Start of Data for this exercise

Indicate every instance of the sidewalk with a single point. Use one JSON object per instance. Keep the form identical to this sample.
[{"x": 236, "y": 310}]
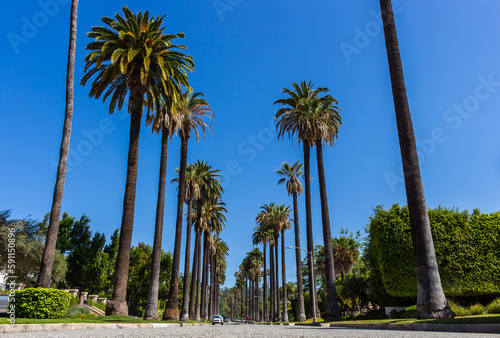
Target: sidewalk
[
  {"x": 5, "y": 328},
  {"x": 464, "y": 328}
]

End of Data for this exercise

Restate the records above word for word, without the pictures.

Indicate every instance of the sidewalk with a single point. Use one JSON object per instance. Keep the form identical to this sample.
[{"x": 236, "y": 310}]
Target: sidewalk
[
  {"x": 5, "y": 328},
  {"x": 464, "y": 328}
]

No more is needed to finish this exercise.